What is needed. Word for word, copy out the entries below, but not the pictures in them.

Data for this task.

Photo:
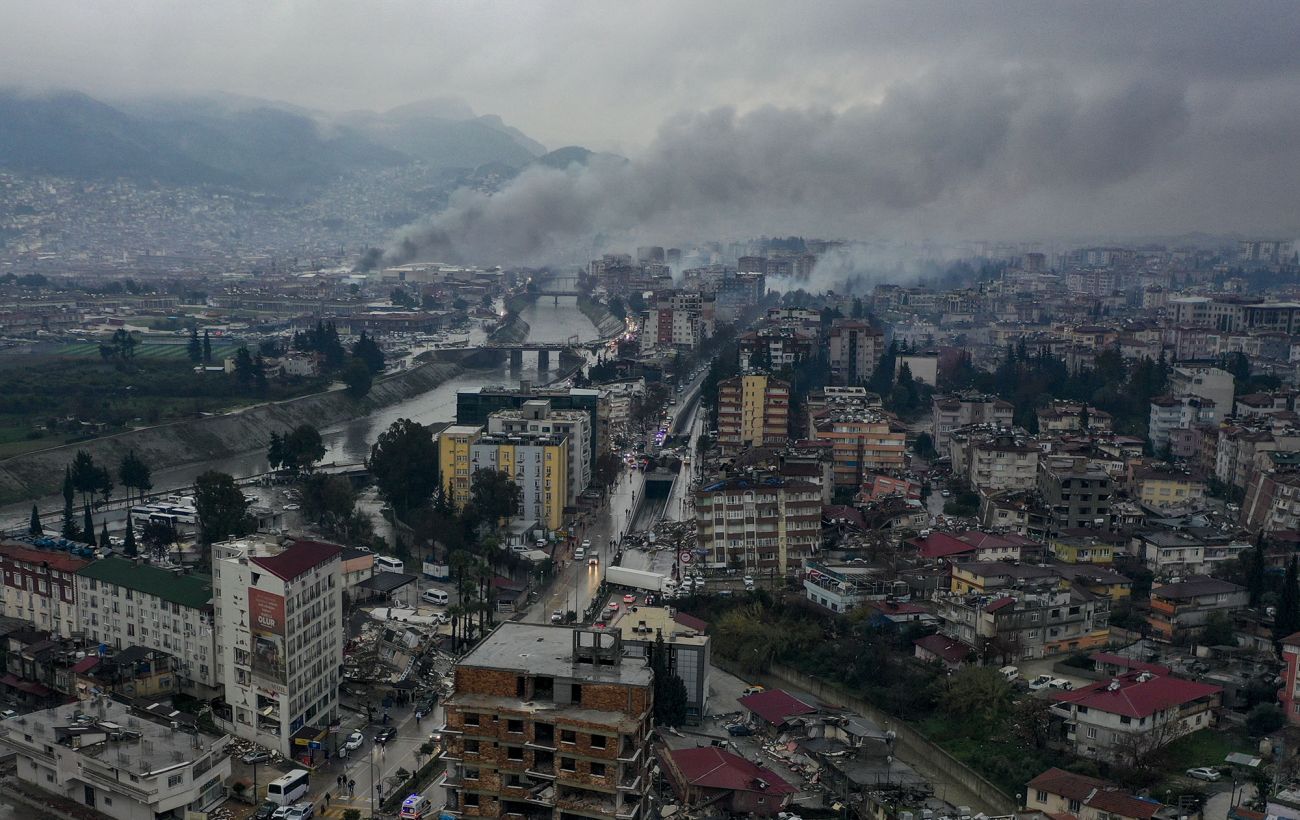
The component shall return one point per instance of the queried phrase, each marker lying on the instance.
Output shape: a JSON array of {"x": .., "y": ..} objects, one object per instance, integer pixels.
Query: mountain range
[{"x": 251, "y": 143}]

Written response.
Photo:
The component shall return one point per instance of the queried phrase, each marker lying on the instance.
Output shape: a JSON array of {"x": .., "y": ..} objects, one object per instance, integer pixels.
Query: mountain range
[{"x": 251, "y": 143}]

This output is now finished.